• Problem: All records must be restated word for word.

== == ==

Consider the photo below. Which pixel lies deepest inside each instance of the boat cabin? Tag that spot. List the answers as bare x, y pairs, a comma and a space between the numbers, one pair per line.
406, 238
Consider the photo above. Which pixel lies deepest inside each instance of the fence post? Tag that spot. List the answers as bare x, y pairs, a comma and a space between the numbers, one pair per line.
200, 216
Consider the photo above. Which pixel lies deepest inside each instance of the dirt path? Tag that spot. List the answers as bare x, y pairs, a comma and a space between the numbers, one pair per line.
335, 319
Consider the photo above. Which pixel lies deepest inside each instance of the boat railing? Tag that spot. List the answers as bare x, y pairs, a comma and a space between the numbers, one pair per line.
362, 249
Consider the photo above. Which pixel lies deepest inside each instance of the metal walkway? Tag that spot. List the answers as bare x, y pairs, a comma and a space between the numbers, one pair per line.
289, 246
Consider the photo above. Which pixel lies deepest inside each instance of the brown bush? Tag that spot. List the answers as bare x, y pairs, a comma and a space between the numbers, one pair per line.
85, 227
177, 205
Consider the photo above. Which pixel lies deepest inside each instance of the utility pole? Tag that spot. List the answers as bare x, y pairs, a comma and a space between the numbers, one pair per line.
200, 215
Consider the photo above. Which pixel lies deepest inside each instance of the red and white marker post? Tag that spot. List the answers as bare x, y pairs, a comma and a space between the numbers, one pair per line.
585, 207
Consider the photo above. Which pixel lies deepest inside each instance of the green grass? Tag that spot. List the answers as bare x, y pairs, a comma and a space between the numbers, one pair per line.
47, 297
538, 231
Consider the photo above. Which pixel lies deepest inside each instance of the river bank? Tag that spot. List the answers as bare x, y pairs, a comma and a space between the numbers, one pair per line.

== == ==

• Task solution:
Consider the photo below. Which pixel lies deepest inside each instance of the boat cabin? Tag that spot. List the answers as bare x, y pairs, a comma and a space between the numbers, one pair per line.
406, 238
Consider the photo above. Which pixel lies deepest inside each instance of the fence post? Tag that spot. List the answers as bare x, y pairs, a comma and a space between the numbers, one pair per line.
200, 216
Consider the photo above. Which pixel lies deepest inside each instance of the dirt path? Tag that spot. List the answers as bare x, y pairs, a comma and a space between the numbers, one pair per line.
335, 319
Consider the photo above. Which pixel lies deepest inside each instance of the boat railing? Tag that spot. List the answers as bare x, y pairs, a comma and a space between the numbers, one pair per line.
362, 249
Consider the photo above. Which pixel lies deepest inside each instance of the metal walkway? Tag that spot. List the answers as bare x, y pairs, a comma and a space between the numbers, one pair per line.
289, 246
Consider the photo above. Which pixel lies deepest inside each instance of the brown bush? Tag that spot. List the answers as bare x, y pairs, a comma and a space between the numbers, one pair per line.
85, 227
177, 205
Consider the photo above. Which pixel lies deepest inside each instance of the utility pole? Tag that spot. List the answers as bare x, y pairs, a comma and a space between the numbers, one pair per line.
200, 215
Consider the photo above. Which pixel lies deepest inside each instance of the red and white marker post? Tag that spot. List the answers as bare x, y pairs, a comma and a space between the numbers, one pair per line.
585, 207
Consider the photo above. Which pixel lies deepest inside each instance of the green grass? Tag that spot. List the answers as bare x, y pairs, a comma and a space between the numbers, one pair per line.
47, 297
538, 231
Consider the photo above. Which pixel lies deepest inside each instance of the river bank? Tag that spot. List the answers as bare x, y pairs, a comma and a space between the numbers, one pair per line.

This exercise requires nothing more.